South Yorkshire Times May 7, 1955
Open Verdict at Inquest on Conisbrough Man
The Doncaster District Coroner (Mr. W. H. Carlile) recorded an open verdict at a resumed Conisbrough inquest on Friday on William Gough (76), retired turf commission agent, who was found dead under an eiderdown and a raincoat in a gas filled room at his home in Barnsley Avenue, Conisbrough, on January 6th.
‘Mr. Carlile said it had been a ‘rather difficult’ inquest because at first the evidence did suggest that Gough had committed suicide, but he could not overlook the fact that the old man was in the habit of going downstairs to make himself a drink, and it was possible that the gas taps had been turned on accidentally. There was no doubt, the Coroner said, that death was due to coal gas poisoning.
Shaftsman at Cadeby Colliery, James Rush, son-in-law, who lived with Gough, said he returned home from the pit at 6 a.m. On January 6th. He found his father-in-law lying on the floor between the gas oven and an arm chair. Gough had a small eiderdown round his shoulders and on top of that he had a raincoat.
Rush told the Coroner: ‘I noticed a faint smell of gas, but had my father-in-law not been on the floor I would not have attached any importance to it as it is not an unusual smell.’ He mentioned that his father-in-law had often complained of his breathing.

———

### Problem description
Write the next part of the newspaper report on the Conisbrough inquest, picking up after the sentence about Gough's breathing complaints. The material after this point is separate from the inquest report.

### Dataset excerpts
———

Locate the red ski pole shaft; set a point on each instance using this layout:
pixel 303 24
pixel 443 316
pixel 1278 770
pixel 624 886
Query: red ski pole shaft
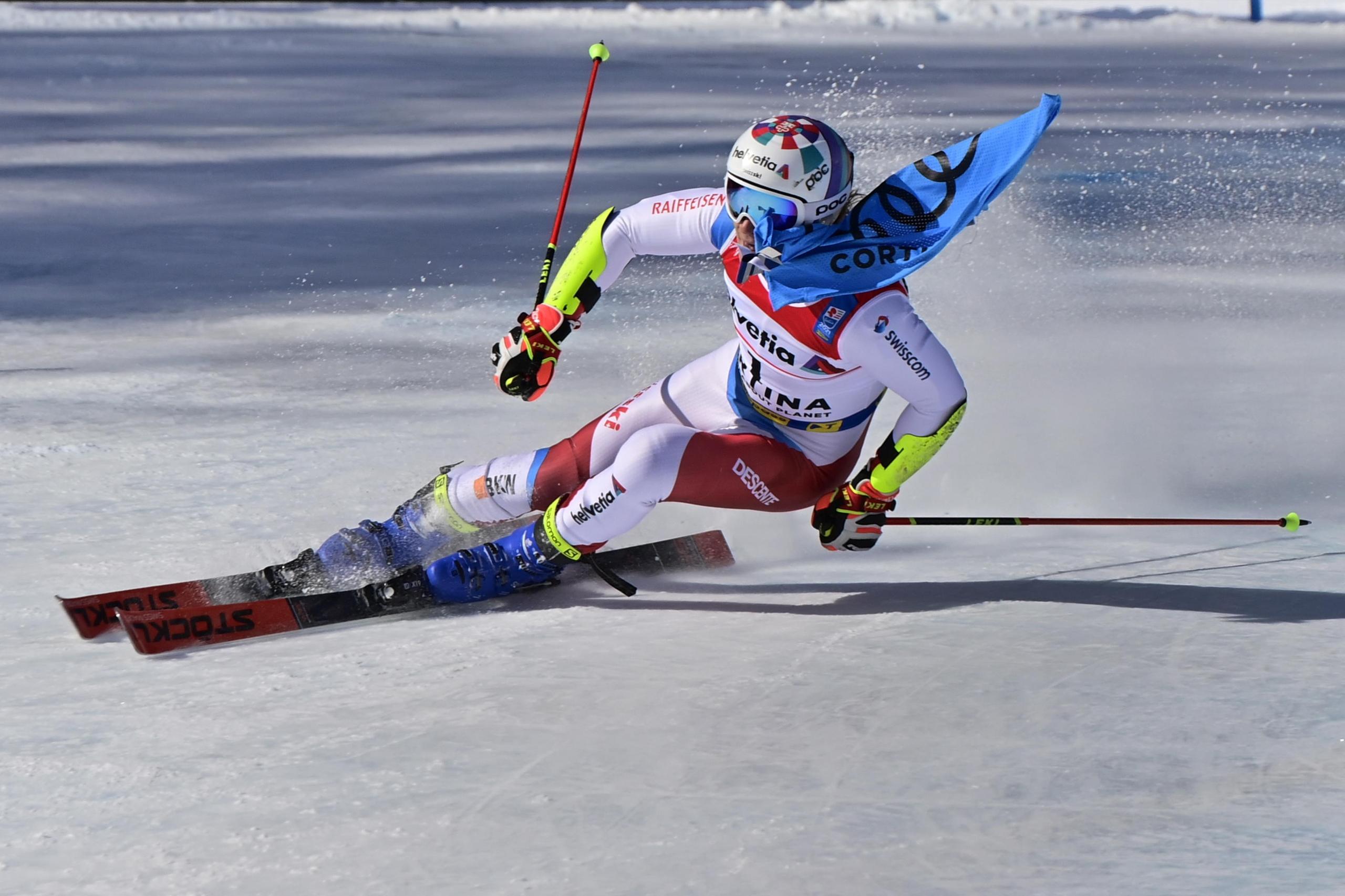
pixel 599 54
pixel 1289 521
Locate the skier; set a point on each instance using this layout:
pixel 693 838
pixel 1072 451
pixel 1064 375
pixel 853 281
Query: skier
pixel 771 420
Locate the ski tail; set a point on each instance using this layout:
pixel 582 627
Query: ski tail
pixel 162 630
pixel 96 614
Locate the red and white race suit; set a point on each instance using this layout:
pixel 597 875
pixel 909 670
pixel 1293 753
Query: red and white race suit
pixel 771 420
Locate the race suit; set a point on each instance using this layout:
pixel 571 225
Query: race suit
pixel 771 420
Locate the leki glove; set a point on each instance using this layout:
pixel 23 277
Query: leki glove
pixel 852 517
pixel 525 360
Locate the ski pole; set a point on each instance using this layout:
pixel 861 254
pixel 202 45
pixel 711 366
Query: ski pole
pixel 599 54
pixel 1289 521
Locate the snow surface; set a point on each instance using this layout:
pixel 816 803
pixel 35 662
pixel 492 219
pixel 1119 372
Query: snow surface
pixel 252 259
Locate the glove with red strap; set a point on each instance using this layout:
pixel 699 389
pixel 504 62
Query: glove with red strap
pixel 852 517
pixel 525 360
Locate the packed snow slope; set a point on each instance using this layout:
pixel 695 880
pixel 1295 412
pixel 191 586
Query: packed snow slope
pixel 252 260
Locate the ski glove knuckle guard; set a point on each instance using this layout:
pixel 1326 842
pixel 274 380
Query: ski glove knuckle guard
pixel 852 517
pixel 525 358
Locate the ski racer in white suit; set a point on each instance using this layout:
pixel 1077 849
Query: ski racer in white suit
pixel 771 420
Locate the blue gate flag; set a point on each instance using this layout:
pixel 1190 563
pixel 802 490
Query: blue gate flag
pixel 904 222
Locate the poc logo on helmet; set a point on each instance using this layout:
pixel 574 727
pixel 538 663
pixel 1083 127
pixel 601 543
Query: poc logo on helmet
pixel 832 206
pixel 817 175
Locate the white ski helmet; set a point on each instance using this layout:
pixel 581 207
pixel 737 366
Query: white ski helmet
pixel 794 158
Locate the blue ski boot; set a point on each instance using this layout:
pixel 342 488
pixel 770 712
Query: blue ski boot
pixel 529 556
pixel 423 528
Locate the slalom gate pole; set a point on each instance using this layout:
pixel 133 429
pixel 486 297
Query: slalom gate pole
pixel 599 54
pixel 1289 521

———

### Exercise answer
Rush said the old man appeared to be dead although he was still warm. Witness said he called his wife down, and he ran to get Dr. Bell, and his wife’s sister. Rush said that when he returned home he examined the gas oven and found one of the taps connected to one of the rings turned on. There was, he said, a spent match in top of the oven.
In answer to the Coroner, Rush stated that there was no reason why the tap should have been turned in, unless his father-in-law intended to make himself a drink.
P.c. Ralph Charlesworth, of Conisbrough, said he arrived at the house at about 7 a.m. And he asked Mrs. Rush if anything had been moved. He was satisfied that nothing had been touched. He said Gough was wearing only a pyjama jacket and trousers.
Dr. Henry Lederer, consultant pathologist at Doncaster Royal Infirmary, said that a post mortem examination had shown that Gough had tuberculosis, and the heart muscle was degenerated. His external appearance did not suggest coal gas poisoning.
Dr. Lederer said a specimen of Gough’s blood had showed that the blood stream was saturated with 40 per cent. carbon monoxide. Asked by the Coroner if this was sufficient to kill, Dr. Lederer said ‘No.’ He usually reckoned that about 60 per cent of the gas in the blood was needed to kill, but he agreed that, because of the bad state of Gough’s lungs, the gas had caused his death. Dr. Lederer said death was due to coal gas poisoning accelerated by the bad state of the lungs and tuberculosis.
Dr. John R. McKenzie, of the Sheffield Pneumoconiosis Medical Panel, said that Gough was also suffering from pneumoconiosis, and there was tuberculosis scattered throughout the lungs. Dr. McKenzie agreed with Dr. Lederer that Gough would die quicker under coal gas poisoning than a normal man because of the poor state of the lungs.